• [Supplied information]:
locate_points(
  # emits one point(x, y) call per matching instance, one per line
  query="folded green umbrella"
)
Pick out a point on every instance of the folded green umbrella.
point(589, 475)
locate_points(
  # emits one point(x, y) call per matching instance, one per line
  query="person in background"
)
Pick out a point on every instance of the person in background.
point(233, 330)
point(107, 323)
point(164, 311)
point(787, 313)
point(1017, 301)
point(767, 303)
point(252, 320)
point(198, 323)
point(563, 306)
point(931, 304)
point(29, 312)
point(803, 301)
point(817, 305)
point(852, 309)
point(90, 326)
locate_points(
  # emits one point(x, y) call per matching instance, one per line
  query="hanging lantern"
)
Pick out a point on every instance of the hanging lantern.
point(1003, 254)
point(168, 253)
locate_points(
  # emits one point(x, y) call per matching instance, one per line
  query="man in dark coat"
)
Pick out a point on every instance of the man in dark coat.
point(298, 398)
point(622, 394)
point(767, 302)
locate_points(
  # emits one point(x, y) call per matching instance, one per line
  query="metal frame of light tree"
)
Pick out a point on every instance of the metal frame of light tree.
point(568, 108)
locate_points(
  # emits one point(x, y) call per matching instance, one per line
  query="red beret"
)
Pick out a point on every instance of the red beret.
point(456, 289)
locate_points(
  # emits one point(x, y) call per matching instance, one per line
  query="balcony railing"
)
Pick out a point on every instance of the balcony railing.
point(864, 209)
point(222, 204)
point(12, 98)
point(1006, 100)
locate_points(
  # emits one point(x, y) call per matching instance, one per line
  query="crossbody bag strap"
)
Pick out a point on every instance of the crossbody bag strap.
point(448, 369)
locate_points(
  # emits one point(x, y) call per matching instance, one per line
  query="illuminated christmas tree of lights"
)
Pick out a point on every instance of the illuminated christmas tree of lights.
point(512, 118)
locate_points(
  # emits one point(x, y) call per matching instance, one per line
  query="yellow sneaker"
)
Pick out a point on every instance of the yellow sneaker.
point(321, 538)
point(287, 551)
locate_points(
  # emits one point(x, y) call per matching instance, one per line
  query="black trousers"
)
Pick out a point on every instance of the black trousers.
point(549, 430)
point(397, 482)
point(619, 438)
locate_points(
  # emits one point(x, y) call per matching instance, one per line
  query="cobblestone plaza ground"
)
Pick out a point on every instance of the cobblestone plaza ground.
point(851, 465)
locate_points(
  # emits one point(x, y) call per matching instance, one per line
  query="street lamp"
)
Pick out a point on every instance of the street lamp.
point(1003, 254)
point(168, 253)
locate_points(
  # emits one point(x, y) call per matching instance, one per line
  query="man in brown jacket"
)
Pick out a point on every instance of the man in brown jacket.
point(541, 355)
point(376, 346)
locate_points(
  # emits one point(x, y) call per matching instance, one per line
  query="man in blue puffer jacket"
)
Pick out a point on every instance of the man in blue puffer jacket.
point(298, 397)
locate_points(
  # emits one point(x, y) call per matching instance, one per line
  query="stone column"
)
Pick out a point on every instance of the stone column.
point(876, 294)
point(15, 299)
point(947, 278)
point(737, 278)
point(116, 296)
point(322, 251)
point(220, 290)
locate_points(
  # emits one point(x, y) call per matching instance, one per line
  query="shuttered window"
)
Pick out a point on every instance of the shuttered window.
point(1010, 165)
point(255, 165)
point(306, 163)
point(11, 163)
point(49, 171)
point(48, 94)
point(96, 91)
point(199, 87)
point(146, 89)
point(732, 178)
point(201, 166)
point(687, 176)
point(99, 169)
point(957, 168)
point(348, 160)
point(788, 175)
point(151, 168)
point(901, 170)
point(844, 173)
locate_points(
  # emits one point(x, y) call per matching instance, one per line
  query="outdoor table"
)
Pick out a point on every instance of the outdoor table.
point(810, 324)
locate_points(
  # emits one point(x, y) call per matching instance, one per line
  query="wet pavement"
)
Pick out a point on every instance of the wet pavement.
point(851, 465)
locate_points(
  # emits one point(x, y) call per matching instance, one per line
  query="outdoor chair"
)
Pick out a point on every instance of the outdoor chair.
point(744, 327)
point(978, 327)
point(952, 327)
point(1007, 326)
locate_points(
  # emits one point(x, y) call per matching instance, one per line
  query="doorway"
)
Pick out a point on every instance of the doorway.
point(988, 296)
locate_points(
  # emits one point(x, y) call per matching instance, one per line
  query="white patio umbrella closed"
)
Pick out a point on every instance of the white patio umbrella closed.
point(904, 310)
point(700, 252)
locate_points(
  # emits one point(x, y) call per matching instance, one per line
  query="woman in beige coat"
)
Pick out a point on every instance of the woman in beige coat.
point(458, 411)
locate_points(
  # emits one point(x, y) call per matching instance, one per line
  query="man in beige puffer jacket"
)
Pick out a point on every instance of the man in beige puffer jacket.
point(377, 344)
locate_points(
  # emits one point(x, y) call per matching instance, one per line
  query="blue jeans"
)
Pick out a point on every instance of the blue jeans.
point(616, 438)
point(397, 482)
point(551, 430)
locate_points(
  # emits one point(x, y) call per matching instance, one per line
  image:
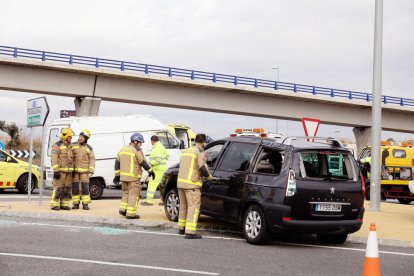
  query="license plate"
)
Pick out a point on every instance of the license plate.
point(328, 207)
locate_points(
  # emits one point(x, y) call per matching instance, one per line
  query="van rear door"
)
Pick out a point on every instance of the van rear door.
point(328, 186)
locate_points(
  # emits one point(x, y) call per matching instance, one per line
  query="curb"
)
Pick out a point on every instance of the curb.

• [Exercise description]: Reproduce all of the entries above verbatim, omitting the pictures from your reply.

• [Answer]:
locate_points(
  # emits one point(x, y) call per matching instance, one per line
  query="folded green umbrella"
)
Pick out a point on every instance of the folded green umbrella.
point(589, 475)
locate_points(
  # emits one point(x, y) call per matching instance, one per line
  query="person in background"
)
Pick out a point on every instance of the person in background.
point(233, 330)
point(107, 323)
point(164, 311)
point(787, 313)
point(1017, 301)
point(767, 303)
point(252, 320)
point(198, 323)
point(563, 306)
point(931, 304)
point(29, 312)
point(803, 301)
point(817, 305)
point(852, 309)
point(90, 326)
locate_points(
  # emits one point(x, y) call per matching instance, one per line
  query="hanging lantern"
)
Pick out a point on every instance of the hanging lantern.
point(1003, 254)
point(168, 253)
locate_points(
  # emits one point(x, y) call per matching instance, one per line
  query="man in dark coat"
)
Pick out a point on every instance of the man in dark coat.
point(298, 398)
point(622, 394)
point(767, 302)
locate_points(
  # emits one point(x, y) call per matching instance, one per line
  query="metal frame of light tree"
)
Pick out a point on every instance of the metal frame of light tree.
point(568, 108)
locate_points(
  # emits one point(x, y) call per matching instance, one per line
  query="red beret"
)
Pick out a point on every instance of the red beret.
point(456, 289)
locate_points(
  # emits one point(x, y) call per matching instance, one per line
  query="balcony railing"
)
Pick out a point on every instance of the balcony railing.
point(864, 209)
point(222, 204)
point(12, 98)
point(1006, 100)
locate_points(
  # emits one point(x, y) call per matching instance, one per line
  query="crossbody bag strap"
)
Pick out a point on every instance of the crossbody bag strap.
point(448, 369)
locate_points(
  # emits one point(x, y) call per matching instance, one per line
  query="illuminated christmas tree of lights"
)
Pick out a point on every instance of the illuminated christmas tree of lights.
point(512, 118)
locate_points(
  # emits one point(x, y) call per matching instance, one per line
  query="yellow sneaker"
)
Pick out a point on every instance of the yellow sneaker.
point(321, 538)
point(287, 551)
locate_points(
  # emits one point(x, y) call per matching instance, one per line
  query="black trousers"
)
Pick out a point on every instance of the black trousers.
point(549, 430)
point(397, 482)
point(619, 438)
locate_points(
  # emits one point(x, y) call per matching instance, one per line
  query="cobblestone plaza ground"
)
Pick out a point on every instance of the cobblestone plaza ground.
point(851, 465)
locate_points(
  # emits one point(x, y) call per matching instance, one per line
  query="street lamp"
)
Pick out a point on every instance of the street lamp.
point(1003, 254)
point(168, 253)
locate_points(
  # emits one point(x, y) call per matching instance, one per line
  query="man in brown jacket"
)
Pick out a point on every instance of the man in brown jacket.
point(541, 355)
point(376, 346)
locate_points(
  # emits one point(x, y) call per matching instance, one per line
  query="man in blue puffer jacket"
)
Pick out a point on every instance of the man in blue puffer jacket.
point(298, 397)
locate_points(
  # emits one point(x, y) call per matching instance, one per line
  query="stone column"
)
Pick out a point on every instance of the stone column.
point(876, 294)
point(15, 299)
point(947, 278)
point(737, 278)
point(116, 296)
point(322, 251)
point(220, 290)
locate_points(
  # emits one point(x, y) call per matching instance, one per line
  query="shuttered window"
)
Pick out a point on every instance of the shuttered window.
point(1010, 165)
point(255, 165)
point(306, 163)
point(11, 163)
point(49, 171)
point(48, 94)
point(96, 91)
point(199, 87)
point(146, 89)
point(732, 178)
point(201, 166)
point(687, 176)
point(99, 169)
point(957, 168)
point(348, 160)
point(788, 175)
point(151, 168)
point(901, 170)
point(844, 173)
locate_points(
  # emits one point(x, y) call per matching instance, one per line
  query="outdoor table"
)
Pick out a point on every instance of the outdoor table.
point(810, 324)
locate_points(
  # emits one point(x, y) call per matching instance, one per line
  query="wet pavement"
)
Pick out a point on every instance of the wet pavement.
point(851, 465)
locate_points(
  # emits one point(x, y) call per matching instance, one per line
  query="outdoor chair"
)
Pick out a point on every instance of the outdoor chair.
point(744, 327)
point(978, 327)
point(952, 327)
point(1007, 326)
locate_points(
  # emits one point(x, y) call per matching instance, one per line
  query="doorway"
)
Pick out a point on every instance of the doorway.
point(988, 296)
locate_points(
  # emits one point(x, y) call per matching instance, one per line
  query="white patio umbrella closed"
)
Pick out a point on every instance of the white patio umbrella closed.
point(904, 310)
point(700, 252)
locate_points(
  # emits one point(x, y) call per matching instance, one per line
  query="woman in beige coat"
)
Pick out a point on every instance of the woman in beige coat.
point(458, 411)
locate_points(
  # emits one point(x, y) call per matching instance, one per line
  query="man in beige puffer jacket"
)
Pick out a point on every instance of the man in beige puffer jacket.
point(377, 344)
locate_points(
  # emits one point(x, y) call per matching instance, one per line
  query="blue jeans"
)
Pick out a point on every instance of the blue jeans.
point(616, 438)
point(397, 482)
point(551, 430)
locate_points(
  # emits one point(x, y) call per matching instance, one per line
  image:
  query="license plate"
)
Pick out a point on every instance of the license plate.
point(328, 207)
locate_points(
  # emits one point(x, y) call per matching instance, one per line
  query="van rear door"
)
Pick out a point on every instance of the van rear door.
point(328, 186)
locate_points(
  # emits one point(x, y) call per matching instance, one per line
  query="curb"
)
Pick out a point on every instance of the curb.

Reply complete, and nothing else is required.